[Records from a collection]
= = =
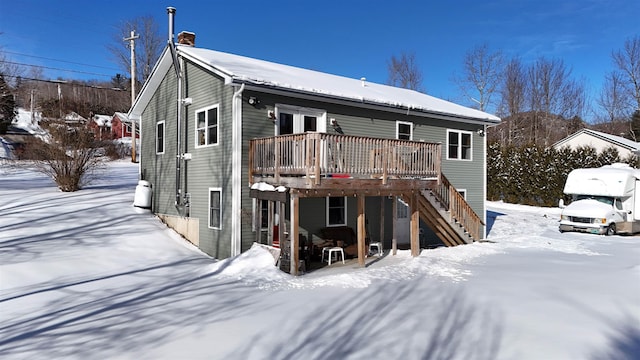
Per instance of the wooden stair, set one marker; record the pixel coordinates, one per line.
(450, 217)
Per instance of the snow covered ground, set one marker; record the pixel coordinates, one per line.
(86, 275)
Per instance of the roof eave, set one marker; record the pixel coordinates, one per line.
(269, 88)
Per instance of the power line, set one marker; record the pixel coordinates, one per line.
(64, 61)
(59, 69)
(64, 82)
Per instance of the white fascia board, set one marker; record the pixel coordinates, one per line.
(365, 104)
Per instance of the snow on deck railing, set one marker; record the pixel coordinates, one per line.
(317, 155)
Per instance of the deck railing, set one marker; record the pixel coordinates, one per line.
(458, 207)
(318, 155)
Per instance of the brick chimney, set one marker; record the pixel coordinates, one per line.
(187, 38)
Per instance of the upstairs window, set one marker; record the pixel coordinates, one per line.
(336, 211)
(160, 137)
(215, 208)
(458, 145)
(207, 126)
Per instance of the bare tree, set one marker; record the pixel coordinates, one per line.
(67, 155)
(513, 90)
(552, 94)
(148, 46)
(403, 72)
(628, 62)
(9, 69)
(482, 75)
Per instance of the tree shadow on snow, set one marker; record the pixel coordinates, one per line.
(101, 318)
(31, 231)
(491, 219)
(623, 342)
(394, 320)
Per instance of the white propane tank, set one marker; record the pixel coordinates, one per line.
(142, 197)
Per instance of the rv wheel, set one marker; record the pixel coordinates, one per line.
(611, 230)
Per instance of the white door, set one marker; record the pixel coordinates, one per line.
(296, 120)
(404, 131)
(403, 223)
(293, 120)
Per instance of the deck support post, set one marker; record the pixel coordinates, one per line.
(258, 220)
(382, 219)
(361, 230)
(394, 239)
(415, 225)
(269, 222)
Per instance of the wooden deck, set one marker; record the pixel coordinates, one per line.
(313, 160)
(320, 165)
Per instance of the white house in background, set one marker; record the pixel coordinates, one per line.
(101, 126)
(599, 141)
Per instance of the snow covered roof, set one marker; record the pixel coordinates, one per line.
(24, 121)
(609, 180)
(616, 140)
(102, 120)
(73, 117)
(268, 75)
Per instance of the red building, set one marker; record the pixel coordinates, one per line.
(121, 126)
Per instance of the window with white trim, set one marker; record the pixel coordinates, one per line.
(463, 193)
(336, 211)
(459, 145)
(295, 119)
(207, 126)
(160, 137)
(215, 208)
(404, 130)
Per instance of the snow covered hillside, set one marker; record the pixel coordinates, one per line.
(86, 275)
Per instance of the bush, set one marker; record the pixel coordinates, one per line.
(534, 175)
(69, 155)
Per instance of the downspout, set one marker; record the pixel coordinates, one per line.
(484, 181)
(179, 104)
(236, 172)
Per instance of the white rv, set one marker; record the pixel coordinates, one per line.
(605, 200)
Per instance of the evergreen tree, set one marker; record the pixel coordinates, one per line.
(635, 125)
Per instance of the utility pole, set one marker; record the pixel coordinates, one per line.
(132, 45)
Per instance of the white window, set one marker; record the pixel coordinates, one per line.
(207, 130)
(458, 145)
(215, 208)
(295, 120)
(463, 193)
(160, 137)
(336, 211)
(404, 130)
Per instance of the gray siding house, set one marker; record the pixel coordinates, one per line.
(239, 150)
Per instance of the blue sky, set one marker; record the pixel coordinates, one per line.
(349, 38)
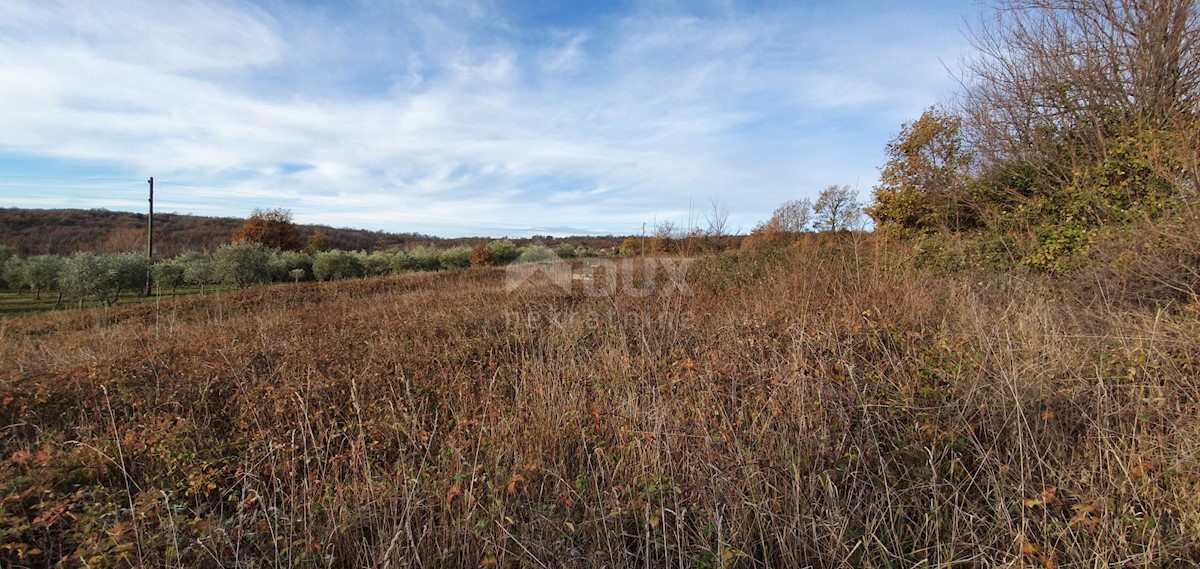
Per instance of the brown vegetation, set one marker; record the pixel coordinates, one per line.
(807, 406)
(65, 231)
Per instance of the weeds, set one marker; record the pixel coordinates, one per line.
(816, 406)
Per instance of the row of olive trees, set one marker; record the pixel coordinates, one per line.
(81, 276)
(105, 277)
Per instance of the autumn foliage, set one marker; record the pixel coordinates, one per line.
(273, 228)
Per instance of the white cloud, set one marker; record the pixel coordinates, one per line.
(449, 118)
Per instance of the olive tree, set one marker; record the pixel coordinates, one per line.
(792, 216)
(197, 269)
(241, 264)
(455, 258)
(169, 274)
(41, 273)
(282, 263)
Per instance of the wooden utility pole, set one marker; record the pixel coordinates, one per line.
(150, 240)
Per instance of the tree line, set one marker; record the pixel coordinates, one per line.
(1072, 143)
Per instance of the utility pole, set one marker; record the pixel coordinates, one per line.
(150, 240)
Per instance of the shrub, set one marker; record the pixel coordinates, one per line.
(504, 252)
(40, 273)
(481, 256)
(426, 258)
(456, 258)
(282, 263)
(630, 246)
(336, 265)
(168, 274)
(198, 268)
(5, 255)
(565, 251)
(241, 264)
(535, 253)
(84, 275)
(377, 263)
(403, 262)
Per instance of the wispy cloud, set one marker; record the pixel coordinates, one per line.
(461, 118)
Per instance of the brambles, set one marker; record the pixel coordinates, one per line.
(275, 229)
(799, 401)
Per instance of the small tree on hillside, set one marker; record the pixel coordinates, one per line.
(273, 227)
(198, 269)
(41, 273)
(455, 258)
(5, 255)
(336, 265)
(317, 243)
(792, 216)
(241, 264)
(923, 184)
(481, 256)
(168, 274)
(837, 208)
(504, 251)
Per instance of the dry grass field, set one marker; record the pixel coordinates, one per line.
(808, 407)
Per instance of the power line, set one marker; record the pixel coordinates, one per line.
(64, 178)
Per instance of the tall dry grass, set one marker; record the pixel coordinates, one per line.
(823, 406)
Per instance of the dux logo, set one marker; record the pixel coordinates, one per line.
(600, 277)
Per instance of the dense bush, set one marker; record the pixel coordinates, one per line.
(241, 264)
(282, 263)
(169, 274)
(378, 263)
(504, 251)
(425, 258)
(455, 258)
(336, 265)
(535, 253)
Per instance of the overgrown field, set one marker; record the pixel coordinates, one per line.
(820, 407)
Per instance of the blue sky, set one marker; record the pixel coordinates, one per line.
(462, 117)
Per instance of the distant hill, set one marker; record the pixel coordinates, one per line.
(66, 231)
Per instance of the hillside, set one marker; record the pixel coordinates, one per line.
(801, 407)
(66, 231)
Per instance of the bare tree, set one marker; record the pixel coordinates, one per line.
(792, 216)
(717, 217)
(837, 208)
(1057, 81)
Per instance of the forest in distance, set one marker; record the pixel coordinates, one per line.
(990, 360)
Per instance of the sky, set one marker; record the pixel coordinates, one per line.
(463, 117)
= = =
Return the material word for word. Pictures are not part of the copy.

**Correct response:**
Per instance of the wooden stair, set one marker; record the pixel coordinates, one per line.
(450, 217)
Per instance of the snow covered ground, set one marker; record the pixel coordinates, one per line.
(86, 275)
Per instance of the roof eave, set one marker; record the pixel coordinates, one per line.
(269, 88)
Per instance of the power line, set one marker; record the pixel coordinates, one per line.
(64, 61)
(59, 69)
(64, 82)
Per instance of the white fascia board, set one marker; record the pixel coordinates, one per line.
(365, 104)
Per instance of the snow on deck railing, set one marker; record the pixel coordinates, one per line.
(317, 155)
Per instance of the deck railing, set one marker; record the pixel coordinates, one per line.
(458, 207)
(318, 155)
Per instance of the brick chimney, set one marker; record the pixel coordinates, one per line.
(187, 38)
Per instance of the upstairs window, set one marker; record the pixel coordinates, one per line.
(336, 211)
(160, 137)
(215, 208)
(458, 145)
(207, 126)
Per instance of the bare tree, set one marker; record the pixel coordinates, one per line.
(67, 155)
(513, 90)
(552, 94)
(148, 46)
(403, 72)
(628, 62)
(9, 69)
(482, 75)
Per instance of the tree shadow on snow, set one marker; record the pixel coordinates, one per line.
(101, 318)
(31, 231)
(491, 219)
(623, 342)
(394, 320)
Per instance of the white propane tank, set one marker; record the pixel coordinates, one per line.
(142, 197)
Per instance of the rv wheel, set one marker; record the pixel coordinates, one per line.
(611, 230)
Per instance of the white door, set one marker; record the pixel coordinates, one per line.
(296, 120)
(404, 131)
(403, 223)
(293, 120)
Per instance of the deck support post, set one marker; record the pixel coordinates, one per line.
(258, 220)
(382, 219)
(361, 230)
(394, 239)
(415, 225)
(269, 222)
Per instance of the wooden deck, set one marker; record the pixel coordinates, one per line.
(313, 160)
(320, 165)
Per instance of the white house in background, set one marker; record the pixel coordinates, one per line.
(101, 126)
(599, 141)
Per instance of the snow covered roof, set one marker; record the pixel coordinates, one per line.
(24, 121)
(609, 180)
(616, 140)
(102, 120)
(73, 117)
(268, 75)
Per instance of the red building, set one marker; record the pixel coordinates, one per line.
(121, 126)
Per instance of the window with white trim, set one marker; record the pixel coordinates, one per line.
(463, 193)
(336, 211)
(459, 145)
(295, 119)
(207, 126)
(160, 137)
(215, 208)
(404, 130)
Per instance of the snow covered hillside, set one marker; record the pixel coordinates, one per line.
(86, 275)
Per instance of the bush, set one marker; record the pixel coordinates, one per line.
(534, 175)
(69, 155)
Per instance of the downspout, set one marker; record the pixel coordinates, one per line.
(484, 181)
(179, 104)
(236, 172)
Per instance of the white rv, set one marker; record the pixel coordinates, one per line.
(605, 200)
Per instance of the evergreen tree, set one marker; record the pixel coordinates, one per line.
(635, 125)
Per instance of the utility pole, set one marker; record the pixel coordinates, one per line.
(132, 45)
Per instance of the white window, set one marker; record the pixel coordinates, one per line.
(207, 130)
(458, 145)
(215, 208)
(295, 120)
(463, 193)
(160, 137)
(336, 211)
(404, 130)
Per instance of the gray siding house, set one marker; record the pixel coordinates, one per line.
(239, 150)
Per instance of the blue sky, set one marker; record the pixel coordinates, one per line.
(349, 38)
Per instance of the brown vegetation, set one marker; record the pixel coordinates, one per line.
(807, 406)
(65, 231)
Per instance of the weeds, set one marker; record the pixel coordinates, one per line.
(816, 406)
Per instance of the row of olive trees, set one marker; record the pixel coordinates, one per line.
(81, 276)
(105, 277)
Per instance of the autumn foliage, set one marker; record the pixel coordinates, one per line.
(273, 228)
Per instance of the white cloud, set one marker; record the pixel coordinates, one per line.
(449, 118)
Per instance of the olive tree, set one marker; record the pixel coordinates, one per line.
(792, 216)
(197, 269)
(241, 264)
(455, 258)
(169, 274)
(41, 273)
(282, 263)
Per instance of the wooden utility pole, set one marker; record the pixel coordinates, one per line.
(150, 240)
Per instance of the tree line, set one marker; record the pixel coordinates, one per line.
(1072, 143)
Per instance of the utility pole, set one marker; record the pixel coordinates, one per line.
(150, 240)
Per instance of the shrub, set one marker; record the pixel coordinates, one per line.
(504, 252)
(40, 273)
(481, 256)
(426, 258)
(456, 258)
(282, 263)
(630, 246)
(336, 265)
(168, 274)
(198, 268)
(5, 255)
(565, 251)
(241, 264)
(535, 253)
(84, 275)
(377, 263)
(403, 262)
Per instance of the wispy cloud, set one marker; record the pixel coordinates, one per line.
(461, 118)
Per instance of the brambles, set one marker; record the pixel coordinates, one per line.
(275, 229)
(799, 401)
Per instance of the small tree on hillside, set one marker; record the pixel coordinates, one per line.
(273, 227)
(198, 269)
(41, 273)
(455, 258)
(5, 255)
(336, 265)
(317, 243)
(792, 216)
(241, 264)
(923, 184)
(481, 256)
(168, 274)
(837, 208)
(504, 251)
Per instance of the dry grass field, set one marker; record the pixel coordinates, one per line.
(808, 407)
Per instance of the power line, set one marker; record the pixel coordinates, one per line.
(64, 178)
Per instance of the tall dry grass, set one marker; record the pixel coordinates, one per line.
(823, 406)
Per instance of the dux logo, set one marker; record the pixel coordinates, one per line.
(600, 277)
Per instance of the dense bush, set one marker; record the pixel coordinates, one per line.
(241, 264)
(282, 263)
(169, 274)
(378, 263)
(504, 251)
(425, 258)
(455, 258)
(336, 265)
(535, 253)
Per instance of the overgrown field, set one marker; record the pixel coordinates, one per line.
(820, 407)
Per instance of the blue sky, set one marker; record the pixel coordinates, one per line.
(462, 117)
Per instance of the distant hill, set one marker; record the pixel coordinates, one per line.
(66, 231)
Per instance of the hillside, set one marker; record the pixel coordinates, one per line.
(801, 407)
(66, 231)
Per instance of the bare tree, set one marker; record the pixel coordinates, one per line.
(792, 216)
(717, 217)
(837, 208)
(1057, 81)
Per instance of the forest in distance, set one marker; record the pixel coordinates, one per line.
(990, 360)
Per instance of the sky, set one marker; record the pixel coordinates, one per line.
(463, 117)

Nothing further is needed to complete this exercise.